■ What the task asks: Copy out every line of the data that follows, exactly.

■ Provided records:

.....

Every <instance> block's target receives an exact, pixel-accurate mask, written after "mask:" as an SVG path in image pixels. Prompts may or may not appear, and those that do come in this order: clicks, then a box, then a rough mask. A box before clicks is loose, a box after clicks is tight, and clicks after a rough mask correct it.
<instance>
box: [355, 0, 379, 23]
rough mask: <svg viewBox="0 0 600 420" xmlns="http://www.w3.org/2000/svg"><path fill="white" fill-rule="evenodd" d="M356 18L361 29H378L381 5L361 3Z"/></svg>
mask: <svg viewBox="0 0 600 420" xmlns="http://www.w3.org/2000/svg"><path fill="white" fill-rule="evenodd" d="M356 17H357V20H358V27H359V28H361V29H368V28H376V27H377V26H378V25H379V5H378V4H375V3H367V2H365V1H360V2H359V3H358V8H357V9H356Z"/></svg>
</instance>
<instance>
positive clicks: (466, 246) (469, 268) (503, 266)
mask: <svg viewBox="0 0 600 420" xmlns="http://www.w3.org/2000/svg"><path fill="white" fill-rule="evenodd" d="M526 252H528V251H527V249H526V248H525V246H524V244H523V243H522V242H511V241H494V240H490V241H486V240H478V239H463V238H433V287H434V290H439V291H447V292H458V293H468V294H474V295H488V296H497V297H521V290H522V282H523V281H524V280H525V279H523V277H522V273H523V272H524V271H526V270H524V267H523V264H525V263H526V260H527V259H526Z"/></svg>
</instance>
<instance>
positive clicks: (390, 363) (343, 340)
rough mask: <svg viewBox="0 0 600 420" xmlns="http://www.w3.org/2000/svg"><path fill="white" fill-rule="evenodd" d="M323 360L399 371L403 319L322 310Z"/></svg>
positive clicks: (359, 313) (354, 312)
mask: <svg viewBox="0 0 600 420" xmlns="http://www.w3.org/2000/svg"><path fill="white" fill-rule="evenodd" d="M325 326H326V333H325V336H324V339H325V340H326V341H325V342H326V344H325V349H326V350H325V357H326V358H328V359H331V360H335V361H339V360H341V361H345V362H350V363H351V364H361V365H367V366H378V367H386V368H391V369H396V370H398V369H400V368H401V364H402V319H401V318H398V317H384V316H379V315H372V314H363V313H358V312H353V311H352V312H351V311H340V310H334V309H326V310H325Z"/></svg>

.....

■ Solution to this task:
Every <instance> block's target receives an exact, pixel-accurate mask, written after "mask:" as an SVG path in image pixels. Prompts may or may not appear, and those that do come in this order: clicks, then a box, then a rough mask. A box before clicks is loose, a box after clicks is tight, and clicks after a rough mask correct it.
<instance>
box: [355, 0, 379, 23]
rough mask: <svg viewBox="0 0 600 420" xmlns="http://www.w3.org/2000/svg"><path fill="white" fill-rule="evenodd" d="M356 18L361 29H378L381 5L361 3Z"/></svg>
mask: <svg viewBox="0 0 600 420" xmlns="http://www.w3.org/2000/svg"><path fill="white" fill-rule="evenodd" d="M356 17H357V20H358V27H359V28H361V29H368V28H376V27H377V26H378V25H379V5H378V4H375V3H367V2H365V1H360V2H359V3H358V8H357V9H356Z"/></svg>
</instance>
<instance>
positive clicks: (466, 246) (469, 268) (503, 266)
mask: <svg viewBox="0 0 600 420" xmlns="http://www.w3.org/2000/svg"><path fill="white" fill-rule="evenodd" d="M526 252H528V251H527V249H526V248H525V246H524V244H523V243H522V242H511V241H494V240H490V241H486V240H478V239H463V238H433V287H434V290H439V291H447V292H458V293H468V294H474V295H488V296H497V297H521V290H522V282H523V281H524V280H525V279H523V277H522V273H523V272H524V271H526V270H524V267H523V264H525V263H526V260H527V259H526Z"/></svg>
</instance>
<instance>
positive clicks: (390, 363) (343, 340)
rough mask: <svg viewBox="0 0 600 420" xmlns="http://www.w3.org/2000/svg"><path fill="white" fill-rule="evenodd" d="M323 360L399 371L403 319L322 310Z"/></svg>
positive clicks: (359, 313) (354, 312)
mask: <svg viewBox="0 0 600 420" xmlns="http://www.w3.org/2000/svg"><path fill="white" fill-rule="evenodd" d="M325 326H326V333H325V336H324V339H325V340H326V341H325V342H326V344H325V349H326V350H325V357H326V358H328V359H331V360H335V361H339V360H341V361H345V362H350V363H351V364H361V365H367V366H378V367H386V368H391V369H396V370H398V369H400V368H401V364H402V319H401V318H398V317H384V316H379V315H372V314H363V313H358V312H353V311H352V312H351V311H340V310H334V309H326V310H325Z"/></svg>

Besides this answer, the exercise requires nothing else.